Dataset excerpts on object pointing

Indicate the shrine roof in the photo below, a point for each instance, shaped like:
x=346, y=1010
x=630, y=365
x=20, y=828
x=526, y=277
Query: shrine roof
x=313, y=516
* * *
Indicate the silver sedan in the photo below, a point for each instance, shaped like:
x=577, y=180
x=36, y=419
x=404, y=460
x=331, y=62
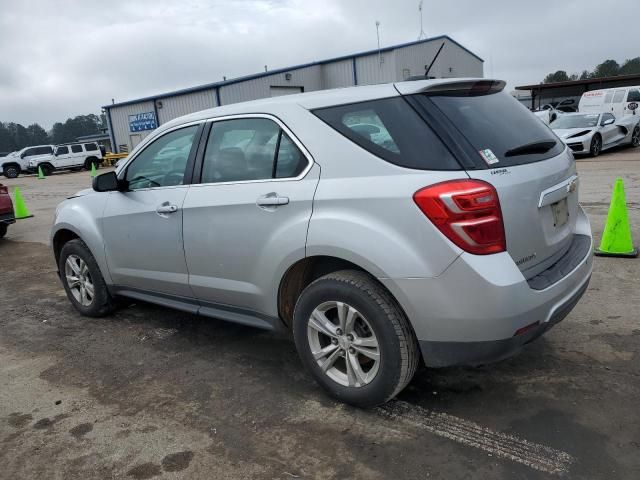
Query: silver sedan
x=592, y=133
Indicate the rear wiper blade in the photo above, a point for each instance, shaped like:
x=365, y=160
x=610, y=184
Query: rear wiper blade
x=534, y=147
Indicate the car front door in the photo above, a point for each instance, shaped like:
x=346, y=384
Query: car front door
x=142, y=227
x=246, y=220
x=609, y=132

Goal of the exercise: Update the rows from the line with "Indicate the shrine" up to and including the line with "x=313, y=516" by changing "shrine roof" to "temple roof" and keeping everything else the same. Return only those lines.

The solution:
Indicate the temple roof in the photo below, a point for each instance, shaped like:
x=346, y=1010
x=630, y=365
x=20, y=828
x=526, y=277
Query: temple roof
x=313, y=516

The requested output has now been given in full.